▸ **DIRECTIONS**:
After repeating the line containing "Look at this image and find the black framed", stop; until then, repeat each line of the listing below exactly, starting with the first.
****************************************
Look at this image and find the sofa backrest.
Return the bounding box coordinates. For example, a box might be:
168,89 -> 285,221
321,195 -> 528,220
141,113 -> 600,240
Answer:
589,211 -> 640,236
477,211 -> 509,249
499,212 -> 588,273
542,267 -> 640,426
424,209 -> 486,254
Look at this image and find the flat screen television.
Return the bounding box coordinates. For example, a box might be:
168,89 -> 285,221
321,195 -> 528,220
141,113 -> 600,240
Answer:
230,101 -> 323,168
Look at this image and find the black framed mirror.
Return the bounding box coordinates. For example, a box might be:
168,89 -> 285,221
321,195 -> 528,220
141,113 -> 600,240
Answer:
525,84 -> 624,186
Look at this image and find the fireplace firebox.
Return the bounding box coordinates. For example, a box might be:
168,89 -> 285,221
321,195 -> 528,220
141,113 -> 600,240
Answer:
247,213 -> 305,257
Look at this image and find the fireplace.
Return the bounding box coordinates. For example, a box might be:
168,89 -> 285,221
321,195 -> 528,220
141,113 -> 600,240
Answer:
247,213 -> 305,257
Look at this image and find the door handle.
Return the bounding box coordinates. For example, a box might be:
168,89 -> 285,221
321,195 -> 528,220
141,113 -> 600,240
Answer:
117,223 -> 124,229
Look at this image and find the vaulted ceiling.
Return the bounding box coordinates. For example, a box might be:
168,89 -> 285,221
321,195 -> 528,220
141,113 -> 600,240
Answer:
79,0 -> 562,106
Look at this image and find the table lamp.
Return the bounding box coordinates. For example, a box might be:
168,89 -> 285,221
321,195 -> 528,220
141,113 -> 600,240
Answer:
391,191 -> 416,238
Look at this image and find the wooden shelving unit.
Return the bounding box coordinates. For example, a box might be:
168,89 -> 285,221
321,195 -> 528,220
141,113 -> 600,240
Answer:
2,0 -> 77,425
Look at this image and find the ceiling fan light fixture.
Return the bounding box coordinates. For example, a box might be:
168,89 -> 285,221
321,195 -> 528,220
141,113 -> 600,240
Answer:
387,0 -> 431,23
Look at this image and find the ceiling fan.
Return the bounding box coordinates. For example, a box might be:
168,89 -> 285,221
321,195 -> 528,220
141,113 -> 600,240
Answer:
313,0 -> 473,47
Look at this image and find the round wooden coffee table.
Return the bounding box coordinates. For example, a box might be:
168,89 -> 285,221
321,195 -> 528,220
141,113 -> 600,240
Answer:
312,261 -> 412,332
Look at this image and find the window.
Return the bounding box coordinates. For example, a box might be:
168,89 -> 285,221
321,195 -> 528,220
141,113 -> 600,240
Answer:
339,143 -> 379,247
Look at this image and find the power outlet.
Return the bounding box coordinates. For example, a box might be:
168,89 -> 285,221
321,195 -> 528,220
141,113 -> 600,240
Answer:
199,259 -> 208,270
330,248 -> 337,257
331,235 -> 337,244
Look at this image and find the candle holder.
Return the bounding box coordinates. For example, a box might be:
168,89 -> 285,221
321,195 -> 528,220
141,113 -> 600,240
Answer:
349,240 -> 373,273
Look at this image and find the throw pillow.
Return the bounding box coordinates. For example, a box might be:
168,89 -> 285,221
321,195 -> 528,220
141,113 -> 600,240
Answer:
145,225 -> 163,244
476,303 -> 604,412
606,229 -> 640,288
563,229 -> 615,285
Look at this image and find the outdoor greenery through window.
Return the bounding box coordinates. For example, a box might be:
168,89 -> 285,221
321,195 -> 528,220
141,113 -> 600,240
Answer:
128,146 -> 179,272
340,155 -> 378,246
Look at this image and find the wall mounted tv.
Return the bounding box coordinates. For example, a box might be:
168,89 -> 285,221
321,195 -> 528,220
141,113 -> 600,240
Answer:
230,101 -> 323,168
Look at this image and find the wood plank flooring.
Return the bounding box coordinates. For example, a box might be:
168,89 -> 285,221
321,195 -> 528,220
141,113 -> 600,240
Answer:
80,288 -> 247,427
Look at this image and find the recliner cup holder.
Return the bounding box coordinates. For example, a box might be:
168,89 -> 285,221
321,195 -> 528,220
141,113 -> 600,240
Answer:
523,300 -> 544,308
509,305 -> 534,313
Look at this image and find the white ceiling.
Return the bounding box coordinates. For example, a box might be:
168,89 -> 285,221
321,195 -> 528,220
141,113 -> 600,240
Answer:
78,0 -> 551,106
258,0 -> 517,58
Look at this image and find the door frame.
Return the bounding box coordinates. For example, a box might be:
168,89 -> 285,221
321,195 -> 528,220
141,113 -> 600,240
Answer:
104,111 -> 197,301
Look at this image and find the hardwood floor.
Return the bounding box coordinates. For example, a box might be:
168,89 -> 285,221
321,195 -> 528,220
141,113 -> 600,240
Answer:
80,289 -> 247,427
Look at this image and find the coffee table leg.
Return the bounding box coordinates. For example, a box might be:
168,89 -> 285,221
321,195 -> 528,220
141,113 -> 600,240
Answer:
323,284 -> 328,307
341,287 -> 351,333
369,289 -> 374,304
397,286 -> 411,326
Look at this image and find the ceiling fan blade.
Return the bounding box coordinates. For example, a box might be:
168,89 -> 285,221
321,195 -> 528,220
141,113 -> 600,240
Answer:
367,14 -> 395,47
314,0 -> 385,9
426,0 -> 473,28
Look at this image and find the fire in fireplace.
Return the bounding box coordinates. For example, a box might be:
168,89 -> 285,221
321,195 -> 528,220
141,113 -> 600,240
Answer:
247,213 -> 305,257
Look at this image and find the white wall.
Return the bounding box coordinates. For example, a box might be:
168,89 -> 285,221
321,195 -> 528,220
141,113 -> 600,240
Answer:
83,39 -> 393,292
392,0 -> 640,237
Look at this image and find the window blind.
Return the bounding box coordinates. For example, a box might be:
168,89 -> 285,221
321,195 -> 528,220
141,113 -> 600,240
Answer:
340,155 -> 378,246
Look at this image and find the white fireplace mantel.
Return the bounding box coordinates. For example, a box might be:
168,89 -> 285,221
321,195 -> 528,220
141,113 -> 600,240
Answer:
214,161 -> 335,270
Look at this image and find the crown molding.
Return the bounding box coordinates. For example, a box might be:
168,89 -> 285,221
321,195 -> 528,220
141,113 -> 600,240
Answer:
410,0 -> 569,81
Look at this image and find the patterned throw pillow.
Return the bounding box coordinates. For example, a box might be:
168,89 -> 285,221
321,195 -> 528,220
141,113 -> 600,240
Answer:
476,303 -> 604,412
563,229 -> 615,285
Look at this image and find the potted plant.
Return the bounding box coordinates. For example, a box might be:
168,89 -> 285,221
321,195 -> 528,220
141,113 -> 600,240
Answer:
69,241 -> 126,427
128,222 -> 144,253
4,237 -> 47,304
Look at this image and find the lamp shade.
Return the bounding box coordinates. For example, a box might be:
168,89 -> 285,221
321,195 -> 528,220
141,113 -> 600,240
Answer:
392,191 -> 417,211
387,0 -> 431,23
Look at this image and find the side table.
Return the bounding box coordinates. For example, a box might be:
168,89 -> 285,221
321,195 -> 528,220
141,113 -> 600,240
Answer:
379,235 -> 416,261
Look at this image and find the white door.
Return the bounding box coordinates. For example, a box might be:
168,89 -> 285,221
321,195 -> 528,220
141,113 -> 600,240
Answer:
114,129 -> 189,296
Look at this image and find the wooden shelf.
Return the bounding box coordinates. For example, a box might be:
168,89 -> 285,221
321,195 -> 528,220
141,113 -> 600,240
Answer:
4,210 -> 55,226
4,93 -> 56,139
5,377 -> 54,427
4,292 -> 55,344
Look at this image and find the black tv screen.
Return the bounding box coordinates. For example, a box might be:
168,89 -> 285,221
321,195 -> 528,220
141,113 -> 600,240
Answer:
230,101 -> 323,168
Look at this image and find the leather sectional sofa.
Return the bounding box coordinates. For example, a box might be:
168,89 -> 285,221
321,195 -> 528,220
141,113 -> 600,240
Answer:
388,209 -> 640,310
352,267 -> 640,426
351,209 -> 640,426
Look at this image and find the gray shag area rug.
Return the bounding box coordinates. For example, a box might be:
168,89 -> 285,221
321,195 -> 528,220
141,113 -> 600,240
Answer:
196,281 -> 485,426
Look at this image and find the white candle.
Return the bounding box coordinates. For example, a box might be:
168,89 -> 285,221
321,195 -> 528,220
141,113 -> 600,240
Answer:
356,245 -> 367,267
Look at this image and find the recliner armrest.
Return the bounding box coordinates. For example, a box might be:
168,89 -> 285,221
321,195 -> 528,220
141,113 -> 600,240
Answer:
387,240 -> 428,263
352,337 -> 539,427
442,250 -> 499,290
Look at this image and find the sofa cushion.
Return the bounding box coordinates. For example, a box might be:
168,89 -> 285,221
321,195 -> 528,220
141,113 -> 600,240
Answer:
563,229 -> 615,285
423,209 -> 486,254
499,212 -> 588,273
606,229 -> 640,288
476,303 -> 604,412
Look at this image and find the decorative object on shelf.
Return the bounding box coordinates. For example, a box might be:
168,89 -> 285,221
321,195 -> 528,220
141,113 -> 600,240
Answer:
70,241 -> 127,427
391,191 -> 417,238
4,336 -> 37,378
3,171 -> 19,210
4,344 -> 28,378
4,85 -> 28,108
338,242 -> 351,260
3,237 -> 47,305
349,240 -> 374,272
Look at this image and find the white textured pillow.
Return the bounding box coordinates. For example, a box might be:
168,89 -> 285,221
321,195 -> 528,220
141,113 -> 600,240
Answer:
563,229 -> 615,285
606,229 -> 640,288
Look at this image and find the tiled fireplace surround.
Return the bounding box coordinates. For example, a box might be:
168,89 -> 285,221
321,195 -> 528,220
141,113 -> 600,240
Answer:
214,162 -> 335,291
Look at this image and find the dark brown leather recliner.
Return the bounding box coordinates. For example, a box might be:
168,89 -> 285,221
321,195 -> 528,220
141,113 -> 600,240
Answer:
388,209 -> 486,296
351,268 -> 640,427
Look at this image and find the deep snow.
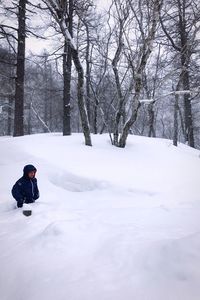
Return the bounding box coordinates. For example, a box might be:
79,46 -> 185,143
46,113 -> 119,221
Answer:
0,133 -> 200,300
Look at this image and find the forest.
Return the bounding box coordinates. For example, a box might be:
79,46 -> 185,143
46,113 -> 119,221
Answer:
0,0 -> 200,148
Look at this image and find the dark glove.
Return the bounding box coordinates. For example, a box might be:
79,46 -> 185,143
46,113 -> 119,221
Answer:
17,199 -> 24,208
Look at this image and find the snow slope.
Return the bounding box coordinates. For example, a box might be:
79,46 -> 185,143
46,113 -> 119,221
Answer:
0,133 -> 200,300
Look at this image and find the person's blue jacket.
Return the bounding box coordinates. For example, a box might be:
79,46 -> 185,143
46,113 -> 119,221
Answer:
12,165 -> 39,208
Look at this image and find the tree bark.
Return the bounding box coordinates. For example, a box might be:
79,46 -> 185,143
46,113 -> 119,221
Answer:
13,0 -> 26,137
72,48 -> 92,146
118,88 -> 141,148
44,54 -> 49,133
112,19 -> 125,146
85,23 -> 91,125
63,0 -> 73,136
173,84 -> 180,147
94,101 -> 98,134
7,95 -> 13,135
63,41 -> 72,135
181,61 -> 194,147
178,0 -> 194,147
173,96 -> 178,147
148,102 -> 156,137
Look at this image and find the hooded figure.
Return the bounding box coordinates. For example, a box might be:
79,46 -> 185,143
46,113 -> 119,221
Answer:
12,165 -> 40,208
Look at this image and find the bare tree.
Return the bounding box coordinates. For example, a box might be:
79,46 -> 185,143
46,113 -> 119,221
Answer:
118,0 -> 162,147
160,0 -> 200,147
43,0 -> 92,146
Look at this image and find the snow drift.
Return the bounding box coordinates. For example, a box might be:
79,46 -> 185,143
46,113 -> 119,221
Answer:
0,133 -> 200,300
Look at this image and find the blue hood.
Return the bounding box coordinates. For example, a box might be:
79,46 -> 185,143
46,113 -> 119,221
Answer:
23,165 -> 37,178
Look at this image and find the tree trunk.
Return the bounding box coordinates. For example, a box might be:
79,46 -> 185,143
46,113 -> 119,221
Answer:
63,41 -> 72,135
63,0 -> 73,136
72,48 -> 92,146
173,94 -> 179,146
7,46 -> 14,136
27,103 -> 31,135
7,95 -> 13,135
44,54 -> 49,133
48,64 -> 53,131
85,23 -> 91,125
148,103 -> 156,137
112,21 -> 124,146
179,0 -> 194,147
119,95 -> 141,148
94,101 -> 98,134
177,104 -> 185,138
182,67 -> 194,147
13,0 -> 26,137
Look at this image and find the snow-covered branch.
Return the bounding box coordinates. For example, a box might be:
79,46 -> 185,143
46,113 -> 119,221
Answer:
139,99 -> 155,103
31,103 -> 51,133
139,87 -> 200,104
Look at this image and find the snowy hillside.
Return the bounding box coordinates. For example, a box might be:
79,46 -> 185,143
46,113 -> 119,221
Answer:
0,133 -> 200,300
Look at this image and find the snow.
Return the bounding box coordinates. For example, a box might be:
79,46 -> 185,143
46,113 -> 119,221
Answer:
139,98 -> 155,103
0,133 -> 200,300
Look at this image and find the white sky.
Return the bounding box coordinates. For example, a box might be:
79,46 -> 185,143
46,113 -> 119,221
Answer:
25,0 -> 112,55
0,0 -> 111,55
95,0 -> 111,10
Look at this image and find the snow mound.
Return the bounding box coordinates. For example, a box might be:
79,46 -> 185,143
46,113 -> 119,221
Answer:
49,170 -> 108,192
0,133 -> 200,300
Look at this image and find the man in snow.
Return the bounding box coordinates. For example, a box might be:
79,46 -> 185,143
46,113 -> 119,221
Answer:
12,165 -> 40,208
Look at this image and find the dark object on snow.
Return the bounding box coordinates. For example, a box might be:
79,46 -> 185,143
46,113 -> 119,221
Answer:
12,164 -> 40,208
23,209 -> 32,217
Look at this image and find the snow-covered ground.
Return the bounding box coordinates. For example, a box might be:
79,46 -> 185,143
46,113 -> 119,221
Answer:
0,133 -> 200,300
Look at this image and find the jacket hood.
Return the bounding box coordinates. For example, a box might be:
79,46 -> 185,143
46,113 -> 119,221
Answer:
23,165 -> 37,177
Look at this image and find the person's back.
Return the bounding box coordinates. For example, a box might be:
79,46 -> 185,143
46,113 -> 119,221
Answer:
12,164 -> 40,208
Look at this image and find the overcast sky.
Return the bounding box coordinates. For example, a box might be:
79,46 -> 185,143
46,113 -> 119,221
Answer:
25,0 -> 111,55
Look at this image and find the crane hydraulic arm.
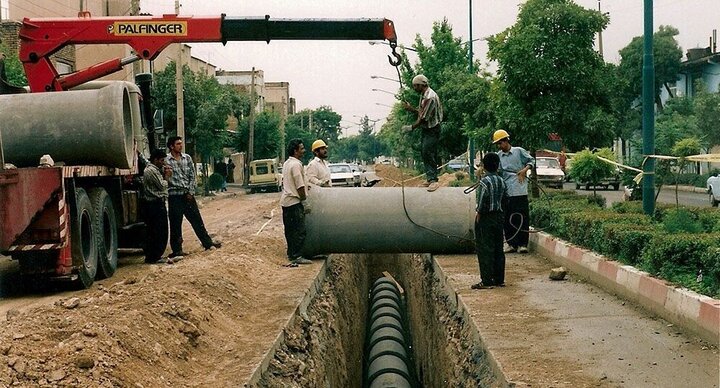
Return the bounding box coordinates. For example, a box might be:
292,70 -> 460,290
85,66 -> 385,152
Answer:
19,14 -> 398,92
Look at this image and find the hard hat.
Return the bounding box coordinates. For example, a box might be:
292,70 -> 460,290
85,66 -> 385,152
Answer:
412,74 -> 428,86
492,129 -> 510,144
311,139 -> 328,152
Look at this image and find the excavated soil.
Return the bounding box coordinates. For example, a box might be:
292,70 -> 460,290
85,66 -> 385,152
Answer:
0,192 -> 320,387
373,164 -> 458,188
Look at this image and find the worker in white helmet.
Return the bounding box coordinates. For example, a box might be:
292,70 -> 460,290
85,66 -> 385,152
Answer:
306,139 -> 332,189
402,74 -> 443,192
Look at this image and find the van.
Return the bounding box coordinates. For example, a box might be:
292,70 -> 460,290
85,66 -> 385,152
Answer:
248,158 -> 282,193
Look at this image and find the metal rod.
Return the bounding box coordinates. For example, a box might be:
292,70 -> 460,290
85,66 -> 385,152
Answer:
0,126 -> 5,172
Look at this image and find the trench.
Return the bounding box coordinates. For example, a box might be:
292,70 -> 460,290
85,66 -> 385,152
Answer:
249,254 -> 499,387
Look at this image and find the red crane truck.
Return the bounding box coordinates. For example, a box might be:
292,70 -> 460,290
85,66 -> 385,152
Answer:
0,13 -> 398,288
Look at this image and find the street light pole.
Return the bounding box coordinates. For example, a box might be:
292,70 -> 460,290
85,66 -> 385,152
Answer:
371,88 -> 397,96
371,75 -> 401,83
468,0 -> 476,179
642,0 -> 656,215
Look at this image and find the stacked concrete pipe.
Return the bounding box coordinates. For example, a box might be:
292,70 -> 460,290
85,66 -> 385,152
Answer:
365,277 -> 413,387
0,82 -> 139,169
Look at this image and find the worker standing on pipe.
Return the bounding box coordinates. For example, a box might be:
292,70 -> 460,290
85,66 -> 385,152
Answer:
165,136 -> 222,258
142,149 -> 173,264
281,139 -> 312,265
471,153 -> 508,289
402,74 -> 443,192
493,130 -> 534,254
306,139 -> 332,189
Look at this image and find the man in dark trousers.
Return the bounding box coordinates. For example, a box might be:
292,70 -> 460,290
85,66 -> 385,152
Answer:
493,129 -> 534,254
142,149 -> 172,264
402,74 -> 443,192
472,153 -> 508,289
165,136 -> 221,258
280,138 -> 312,265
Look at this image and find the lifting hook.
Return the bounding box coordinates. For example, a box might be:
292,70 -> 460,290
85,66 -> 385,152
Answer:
387,42 -> 402,67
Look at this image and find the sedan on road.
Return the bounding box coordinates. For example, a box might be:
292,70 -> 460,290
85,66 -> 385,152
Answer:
531,157 -> 565,189
328,163 -> 356,187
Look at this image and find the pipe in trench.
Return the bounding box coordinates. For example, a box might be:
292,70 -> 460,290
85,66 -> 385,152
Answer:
0,82 -> 138,169
302,187 -> 475,256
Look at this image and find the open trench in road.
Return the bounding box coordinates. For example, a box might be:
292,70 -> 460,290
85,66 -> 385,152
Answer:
246,253 -> 502,387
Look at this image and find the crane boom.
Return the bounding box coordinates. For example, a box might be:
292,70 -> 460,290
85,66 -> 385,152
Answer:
19,14 -> 398,92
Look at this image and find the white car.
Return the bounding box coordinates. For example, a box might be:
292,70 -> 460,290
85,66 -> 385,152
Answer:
531,157 -> 565,189
708,173 -> 720,207
328,163 -> 356,187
****************************************
▸ **RESULT OF THIS TASK**:
Look at this image and find the sofa backrest.
Return the bounding box coordinates. For example, a box might be:
168,89 -> 285,221
321,195 -> 528,220
141,113 -> 600,240
Answer:
589,211 -> 640,236
477,211 -> 509,249
499,212 -> 588,273
542,267 -> 640,426
424,209 -> 486,254
Look at this image and find the flat screen television.
Return the bounding box coordinates. For example, a box might be:
168,89 -> 285,221
321,195 -> 528,220
141,113 -> 600,240
Answer:
230,101 -> 323,168
Look at this image and find the black framed mirror.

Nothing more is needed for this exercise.